Stored data:

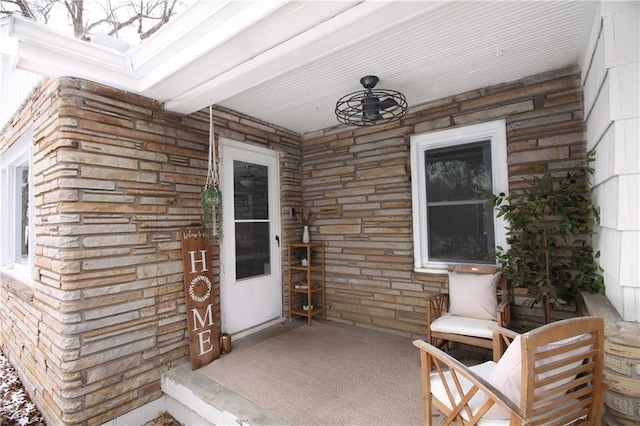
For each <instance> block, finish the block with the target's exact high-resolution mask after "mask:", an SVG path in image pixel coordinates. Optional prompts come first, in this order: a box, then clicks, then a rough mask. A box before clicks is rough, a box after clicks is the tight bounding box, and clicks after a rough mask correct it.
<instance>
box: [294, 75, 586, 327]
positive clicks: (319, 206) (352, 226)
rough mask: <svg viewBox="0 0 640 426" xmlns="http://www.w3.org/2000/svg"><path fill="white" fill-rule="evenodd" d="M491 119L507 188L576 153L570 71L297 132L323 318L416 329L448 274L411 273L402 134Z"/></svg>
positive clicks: (514, 186)
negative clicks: (431, 301) (325, 303)
mask: <svg viewBox="0 0 640 426" xmlns="http://www.w3.org/2000/svg"><path fill="white" fill-rule="evenodd" d="M499 118H504V119H505V120H506V124H507V149H508V159H507V161H508V173H509V185H510V188H516V187H518V186H519V185H521V182H522V178H523V177H527V176H531V175H532V174H533V173H536V172H539V171H541V170H549V171H551V172H555V171H557V172H563V171H565V170H567V169H568V168H570V167H571V166H572V165H574V164H575V163H576V162H577V161H579V160H581V159H583V158H584V155H585V137H586V136H585V131H584V125H583V120H582V118H583V117H582V88H581V85H580V76H579V74H578V70H577V69H574V68H569V69H563V70H558V71H555V72H550V73H545V74H541V75H536V76H532V77H529V78H526V79H523V80H520V81H517V82H511V83H505V84H501V85H497V86H493V87H487V88H483V89H478V90H473V91H471V92H467V93H462V94H460V95H457V96H452V97H450V98H446V99H440V100H437V101H434V102H432V103H429V104H427V105H423V106H420V107H417V108H415V109H414V110H413V111H412V113H410V114H408V115H407V116H406V117H405V118H404V119H403V120H402V121H400V122H395V123H390V124H387V125H385V126H376V127H374V128H371V127H365V128H344V127H340V128H335V129H328V130H325V131H323V132H318V133H316V134H313V135H309V136H308V137H305V139H304V140H303V142H302V152H303V156H302V167H303V188H304V204H305V206H306V207H309V208H313V209H314V210H316V211H317V212H318V213H319V218H318V220H317V221H316V222H315V223H314V225H313V226H312V227H311V231H312V239H315V240H319V241H326V242H327V255H326V256H327V260H326V263H327V302H328V305H329V310H328V315H329V317H331V318H332V319H335V320H341V321H345V322H350V323H357V324H360V325H366V326H371V327H384V328H387V329H392V330H396V331H397V332H401V333H412V334H414V335H418V336H424V333H425V331H424V327H425V315H426V313H425V309H426V307H425V303H424V297H425V293H426V292H438V291H446V276H442V275H428V274H418V273H415V272H414V270H413V241H412V240H413V237H412V210H411V208H412V206H411V182H410V176H411V171H410V143H409V141H410V136H411V135H414V134H419V133H424V132H430V131H434V130H440V129H445V128H449V127H453V126H462V125H469V124H474V123H481V122H485V121H489V120H494V119H499ZM522 296H523V293H519V294H518V300H519V301H520V300H521V299H522ZM526 309H527V311H528V308H526ZM518 312H522V313H528V312H523V311H522V310H520V311H519V310H518V309H516V313H518Z"/></svg>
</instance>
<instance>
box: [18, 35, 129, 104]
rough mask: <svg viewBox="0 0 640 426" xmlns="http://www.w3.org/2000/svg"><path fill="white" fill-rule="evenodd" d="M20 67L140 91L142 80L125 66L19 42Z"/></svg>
mask: <svg viewBox="0 0 640 426" xmlns="http://www.w3.org/2000/svg"><path fill="white" fill-rule="evenodd" d="M18 50H19V52H20V54H19V56H17V63H16V66H17V68H19V69H23V70H26V71H31V72H34V73H37V74H40V75H46V76H48V77H77V78H83V79H86V80H90V81H94V82H97V83H101V84H104V85H107V86H110V87H117V88H119V89H122V90H126V91H131V92H136V93H139V91H138V87H139V81H138V79H137V78H136V77H135V76H132V75H131V73H128V72H125V71H123V70H122V68H121V67H120V68H118V67H116V66H113V65H112V64H108V63H104V62H101V61H95V60H91V59H89V58H86V57H83V56H77V55H75V54H73V53H72V52H65V51H59V50H56V49H53V48H51V47H46V46H40V45H33V44H24V45H23V44H22V43H19V46H18Z"/></svg>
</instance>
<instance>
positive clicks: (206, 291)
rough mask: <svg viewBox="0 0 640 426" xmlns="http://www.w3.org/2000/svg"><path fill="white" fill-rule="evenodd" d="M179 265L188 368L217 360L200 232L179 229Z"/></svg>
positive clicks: (195, 230)
mask: <svg viewBox="0 0 640 426" xmlns="http://www.w3.org/2000/svg"><path fill="white" fill-rule="evenodd" d="M181 233H182V266H183V270H184V294H185V299H186V303H187V328H188V329H187V331H188V333H189V356H190V358H191V369H192V370H195V369H198V368H200V367H202V366H204V365H207V364H208V363H210V362H211V361H213V360H214V359H217V358H219V357H220V340H219V337H218V324H217V323H216V310H215V295H214V286H213V282H214V281H213V274H212V272H211V268H209V267H208V265H209V262H210V258H209V256H210V255H211V252H210V251H209V247H208V246H207V243H206V240H205V238H204V232H203V230H202V229H192V228H189V229H182V231H181Z"/></svg>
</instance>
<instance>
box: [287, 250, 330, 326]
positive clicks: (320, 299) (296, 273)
mask: <svg viewBox="0 0 640 426" xmlns="http://www.w3.org/2000/svg"><path fill="white" fill-rule="evenodd" d="M324 247H325V245H324V243H290V244H289V247H288V259H289V272H288V286H289V319H291V317H292V316H293V315H298V316H301V317H306V318H307V325H309V326H310V325H311V321H312V319H313V317H314V316H316V315H322V319H325V320H326V319H327V311H326V309H325V307H326V306H327V302H326V301H327V294H326V285H325V263H324ZM296 249H304V250H306V252H307V261H308V263H307V265H306V266H303V265H302V264H301V263H300V261H299V260H298V259H296V258H295V255H294V252H295V251H296ZM305 283H306V286H304V284H305ZM297 294H301V295H303V300H304V295H306V305H307V307H311V306H313V309H308V310H306V311H305V310H304V309H303V307H302V306H299V304H298V305H297V306H294V304H293V302H294V301H293V298H294V296H295V295H297ZM314 302H315V303H314ZM318 303H320V305H318Z"/></svg>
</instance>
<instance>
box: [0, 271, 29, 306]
mask: <svg viewBox="0 0 640 426" xmlns="http://www.w3.org/2000/svg"><path fill="white" fill-rule="evenodd" d="M0 286H1V287H4V288H6V289H7V290H9V291H10V292H11V293H13V294H15V295H16V296H18V297H19V298H20V299H22V300H23V301H25V302H29V303H31V302H32V301H33V287H32V286H31V285H30V284H29V283H27V282H25V281H24V280H23V279H22V277H16V276H15V275H14V274H12V273H10V272H9V271H8V270H0Z"/></svg>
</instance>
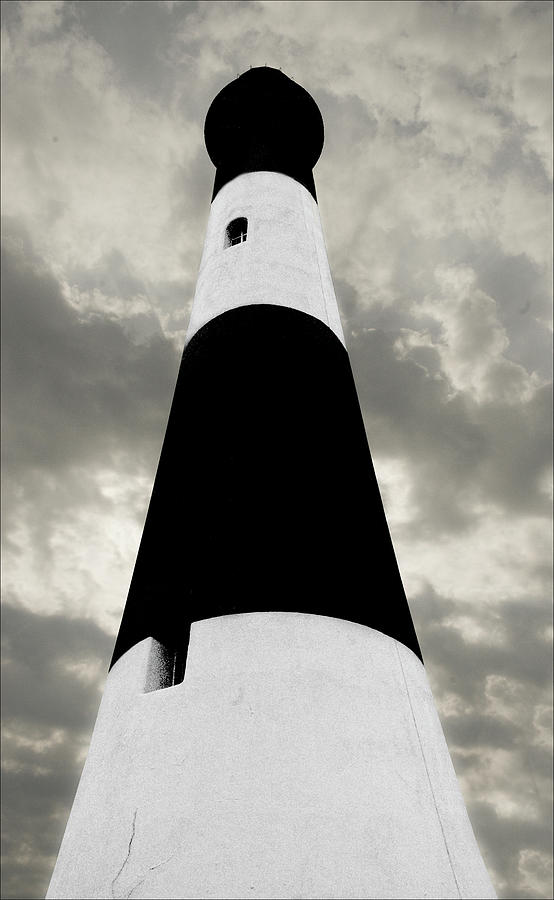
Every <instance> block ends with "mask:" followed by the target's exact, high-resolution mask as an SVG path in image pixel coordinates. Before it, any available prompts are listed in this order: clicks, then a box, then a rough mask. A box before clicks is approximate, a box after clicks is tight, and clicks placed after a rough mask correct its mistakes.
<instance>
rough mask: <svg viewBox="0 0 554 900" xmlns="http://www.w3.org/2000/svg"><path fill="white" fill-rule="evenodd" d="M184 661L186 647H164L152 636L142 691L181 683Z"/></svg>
mask: <svg viewBox="0 0 554 900" xmlns="http://www.w3.org/2000/svg"><path fill="white" fill-rule="evenodd" d="M185 663H186V649H184V650H181V649H176V648H173V647H166V646H164V644H161V643H160V642H159V641H157V640H156V639H155V638H152V646H151V648H150V654H149V659H148V665H147V669H146V683H145V685H144V692H145V693H146V694H148V693H150V692H151V691H159V690H162V689H163V688H166V687H173V685H175V684H181V682H182V681H183V679H184V677H185Z"/></svg>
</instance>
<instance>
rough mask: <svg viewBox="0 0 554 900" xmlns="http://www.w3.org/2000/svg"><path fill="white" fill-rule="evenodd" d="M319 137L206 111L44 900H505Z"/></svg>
mask: <svg viewBox="0 0 554 900" xmlns="http://www.w3.org/2000/svg"><path fill="white" fill-rule="evenodd" d="M323 137H324V130H323V122H322V118H321V114H320V112H319V109H318V107H317V105H316V103H315V102H314V100H313V99H312V97H311V96H310V95H309V94H308V93H307V91H305V90H304V89H303V88H302V87H301V86H300V85H298V84H297V83H295V82H294V81H293V80H292V79H290V78H288V77H287V76H286V75H284V74H283V73H282V72H281V71H279V70H277V69H273V68H269V67H261V68H253V69H250V70H249V71H247V72H245V73H244V74H243V75H241V76H240V77H237V78H236V79H235V80H233V81H232V82H231V83H230V84H228V85H227V86H226V87H224V88H223V90H222V91H221V92H220V93H219V94H218V95H217V96H216V98H215V99H214V101H213V102H212V104H211V106H210V109H209V110H208V114H207V117H206V123H205V140H206V148H207V151H208V154H209V156H210V158H211V160H212V162H213V164H214V166H215V169H216V174H215V182H214V190H213V196H212V201H211V210H210V216H209V220H208V226H207V234H206V239H205V243H204V251H203V255H202V260H201V264H200V271H199V274H198V280H197V287H196V294H195V299H194V304H193V308H192V313H191V318H190V324H189V329H188V333H187V337H186V342H185V348H184V352H183V357H182V361H181V366H180V370H179V375H178V379H177V384H176V388H175V393H174V397H173V403H172V407H171V412H170V416H169V420H168V424H167V430H166V434H165V439H164V443H163V447H162V451H161V455H160V460H159V465H158V470H157V474H156V479H155V482H154V486H153V490H152V495H151V500H150V505H149V509H148V514H147V518H146V522H145V526H144V531H143V535H142V540H141V543H140V547H139V551H138V555H137V560H136V565H135V569H134V573H133V577H132V581H131V585H130V589H129V595H128V598H127V603H126V606H125V610H124V613H123V618H122V622H121V627H120V630H119V634H118V637H117V640H116V644H115V649H114V654H113V658H112V662H111V667H110V671H109V674H108V677H107V681H106V687H105V691H104V695H103V699H102V703H101V706H100V710H99V713H98V718H97V722H96V726H95V729H94V732H93V736H92V740H91V745H90V749H89V753H88V757H87V760H86V763H85V766H84V769H83V774H82V777H81V781H80V784H79V788H78V790H77V794H76V797H75V801H74V804H73V808H72V811H71V814H70V817H69V820H68V824H67V828H66V832H65V835H64V838H63V842H62V845H61V848H60V852H59V856H58V860H57V863H56V867H55V869H54V873H53V876H52V880H51V883H50V888H49V891H48V894H47V897H48V898H110V900H115V898H129V897H131V898H179V900H180V898H183V900H184V898H250V897H251V898H287V900H288V898H299V897H302V898H411V897H413V898H420V897H428V898H493V897H495V893H494V891H493V888H492V885H491V882H490V879H489V877H488V874H487V872H486V869H485V866H484V863H483V860H482V858H481V854H480V852H479V849H478V847H477V844H476V841H475V838H474V835H473V832H472V829H471V825H470V822H469V819H468V816H467V812H466V808H465V804H464V801H463V798H462V796H461V793H460V790H459V787H458V784H457V780H456V776H455V773H454V770H453V767H452V762H451V760H450V755H449V752H448V748H447V746H446V742H445V739H444V736H443V733H442V729H441V726H440V722H439V719H438V716H437V713H436V710H435V706H434V702H433V698H432V695H431V692H430V689H429V685H428V682H427V678H426V675H425V670H424V666H423V661H422V657H421V651H420V648H419V644H418V641H417V637H416V633H415V630H414V626H413V622H412V618H411V615H410V610H409V607H408V603H407V600H406V596H405V593H404V589H403V586H402V581H401V577H400V574H399V571H398V567H397V563H396V559H395V554H394V550H393V546H392V542H391V539H390V535H389V531H388V527H387V522H386V518H385V513H384V510H383V505H382V502H381V498H380V494H379V488H378V485H377V481H376V478H375V474H374V471H373V465H372V461H371V456H370V451H369V447H368V444H367V439H366V434H365V430H364V425H363V420H362V416H361V412H360V407H359V403H358V399H357V394H356V388H355V384H354V380H353V377H352V371H351V368H350V363H349V359H348V353H347V350H346V347H345V342H344V336H343V333H342V328H341V322H340V317H339V312H338V307H337V302H336V298H335V294H334V290H333V283H332V278H331V273H330V270H329V264H328V260H327V254H326V250H325V241H324V236H323V231H322V227H321V221H320V217H319V212H318V206H317V195H316V188H315V183H314V178H313V167H314V166H315V164H316V162H317V160H318V158H319V156H320V154H321V151H322V147H323ZM207 199H208V198H207Z"/></svg>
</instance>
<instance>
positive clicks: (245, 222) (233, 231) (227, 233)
mask: <svg viewBox="0 0 554 900" xmlns="http://www.w3.org/2000/svg"><path fill="white" fill-rule="evenodd" d="M247 231H248V220H247V219H245V218H244V217H242V216H241V218H240V219H233V221H232V222H229V224H228V225H227V228H226V229H225V246H226V247H232V246H233V245H234V244H242V243H243V241H245V240H246V232H247Z"/></svg>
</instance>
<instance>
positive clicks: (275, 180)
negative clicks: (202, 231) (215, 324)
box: [187, 172, 344, 343]
mask: <svg viewBox="0 0 554 900" xmlns="http://www.w3.org/2000/svg"><path fill="white" fill-rule="evenodd" d="M240 216H244V217H246V218H247V219H248V236H247V240H246V241H245V242H244V243H242V244H236V245H235V246H232V247H225V229H226V227H227V225H228V224H229V222H231V221H232V220H233V219H236V218H239V217H240ZM254 303H273V304H276V305H278V306H289V307H291V308H292V309H299V310H301V311H302V312H305V313H309V315H311V316H315V317H316V318H318V319H321V321H322V322H324V323H325V324H326V325H328V326H329V328H331V329H332V330H333V331H334V332H335V334H336V335H337V337H338V338H339V339H340V340H341V341H342V342H343V343H344V336H343V332H342V326H341V322H340V316H339V311H338V306H337V300H336V297H335V291H334V288H333V281H332V278H331V272H330V270H329V263H328V260H327V251H326V249H325V239H324V237H323V230H322V227H321V220H320V217H319V209H318V206H317V203H316V202H315V200H314V198H313V197H312V195H311V194H310V192H309V191H308V190H307V189H306V188H305V187H303V186H302V185H301V184H299V183H298V182H297V181H295V180H294V179H293V178H289V176H288V175H281V174H279V173H278V172H248V173H247V174H245V175H239V176H238V177H237V178H234V179H233V180H232V181H230V182H228V183H227V184H226V185H225V186H224V187H223V188H221V190H220V191H219V193H218V195H217V197H216V198H215V200H214V201H213V203H212V206H211V211H210V217H209V219H208V228H207V232H206V240H205V244H204V252H203V255H202V260H201V263H200V271H199V274H198V281H197V285H196V294H195V298H194V304H193V308H192V313H191V318H190V323H189V328H188V332H187V341H188V340H190V338H191V337H192V336H193V334H195V333H196V332H197V331H198V329H199V328H201V327H202V325H205V324H206V323H207V322H209V321H210V319H213V318H214V317H215V316H218V315H219V314H220V313H223V312H226V311H227V310H228V309H235V308H236V307H238V306H248V305H250V304H254Z"/></svg>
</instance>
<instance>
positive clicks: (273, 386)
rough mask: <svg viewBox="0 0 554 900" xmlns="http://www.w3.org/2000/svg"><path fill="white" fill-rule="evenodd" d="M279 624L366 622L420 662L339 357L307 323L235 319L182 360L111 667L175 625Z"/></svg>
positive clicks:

- What to work on -
Repeat only what runs from the first line of the records above to the line with "positive clicks: (514, 186)", both included, word for word, minus the pictures.

- Output below -
For each <instance> block, finish the block with the target's exact high-resolution mask after "mask:", an SVG path in image pixel coordinates. Optional prompts come first, in this order: a box, then clicks, then a rough mask. A box before clicks is rough, a box after clicks is the tight bounding box, and clicks after a rough mask correct it.
<instance>
box: [294, 75, 586, 327]
positive clicks: (319, 206) (352, 226)
rough mask: <svg viewBox="0 0 640 426" xmlns="http://www.w3.org/2000/svg"><path fill="white" fill-rule="evenodd" d="M491 119L507 188L576 153L570 71L297 132L323 318L416 329L448 274L411 273L402 134Z"/></svg>
positive clicks: (514, 186)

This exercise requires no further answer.